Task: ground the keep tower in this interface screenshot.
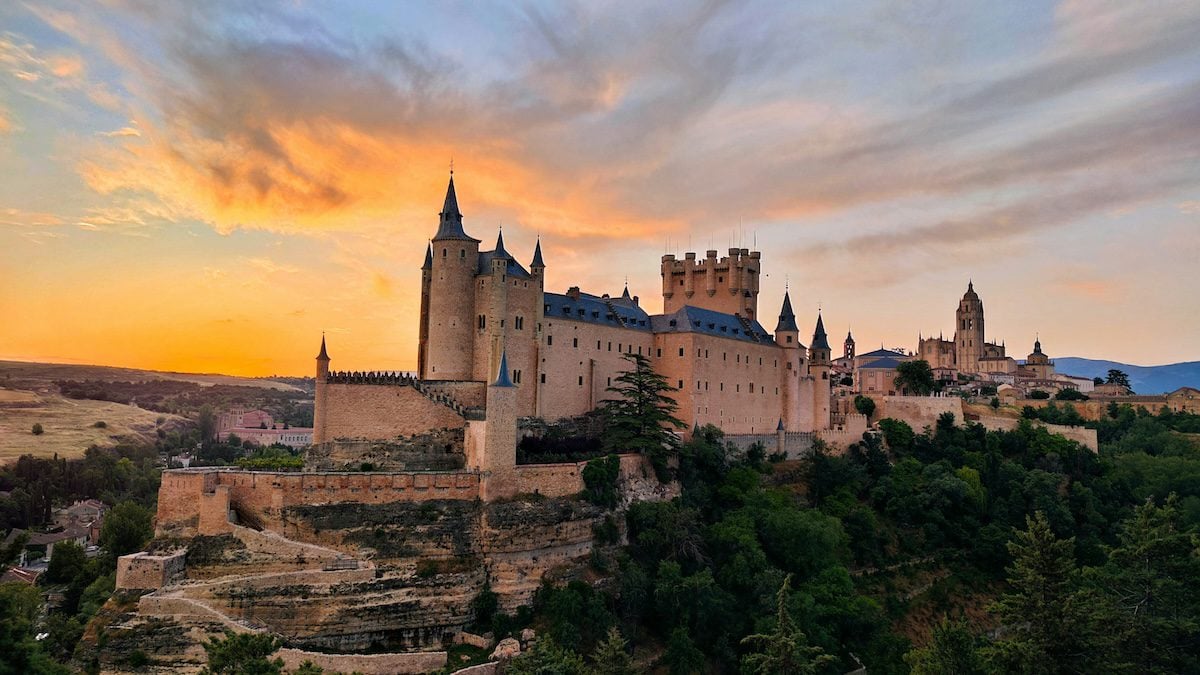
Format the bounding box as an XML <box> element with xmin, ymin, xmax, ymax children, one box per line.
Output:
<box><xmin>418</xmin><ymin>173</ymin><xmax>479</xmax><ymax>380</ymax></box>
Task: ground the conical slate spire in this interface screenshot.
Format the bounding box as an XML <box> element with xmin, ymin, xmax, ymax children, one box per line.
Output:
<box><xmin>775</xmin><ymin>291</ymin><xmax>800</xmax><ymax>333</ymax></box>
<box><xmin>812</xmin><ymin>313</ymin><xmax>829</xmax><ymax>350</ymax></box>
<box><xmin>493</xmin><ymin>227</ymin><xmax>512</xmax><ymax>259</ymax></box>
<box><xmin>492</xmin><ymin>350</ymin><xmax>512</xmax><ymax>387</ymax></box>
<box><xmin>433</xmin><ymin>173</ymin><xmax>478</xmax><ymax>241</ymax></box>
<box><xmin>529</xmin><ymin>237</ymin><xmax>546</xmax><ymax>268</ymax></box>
▬▬▬▬▬▬▬▬▬▬
Rewrite all the rows above as a numbered list, skipping any blank lines and leaving out the pictures.

» **TASK ANSWER**:
1. Task: ground the keep tower in this interface screenshot.
2. Format the bounding box as an XML <box> element with xmin, ymin, xmax, ymax children, one box per line.
3. Output:
4. <box><xmin>418</xmin><ymin>173</ymin><xmax>479</xmax><ymax>380</ymax></box>
5. Task: ground the conical slate spire in this interface screenshot.
6. Format the bounding box as an XML <box> element with xmin, ymin, xmax, ymax children, one box per line.
7. Output:
8. <box><xmin>775</xmin><ymin>291</ymin><xmax>800</xmax><ymax>333</ymax></box>
9. <box><xmin>812</xmin><ymin>313</ymin><xmax>829</xmax><ymax>350</ymax></box>
10. <box><xmin>493</xmin><ymin>227</ymin><xmax>512</xmax><ymax>259</ymax></box>
11. <box><xmin>492</xmin><ymin>350</ymin><xmax>512</xmax><ymax>387</ymax></box>
12. <box><xmin>433</xmin><ymin>173</ymin><xmax>478</xmax><ymax>241</ymax></box>
13. <box><xmin>529</xmin><ymin>237</ymin><xmax>546</xmax><ymax>268</ymax></box>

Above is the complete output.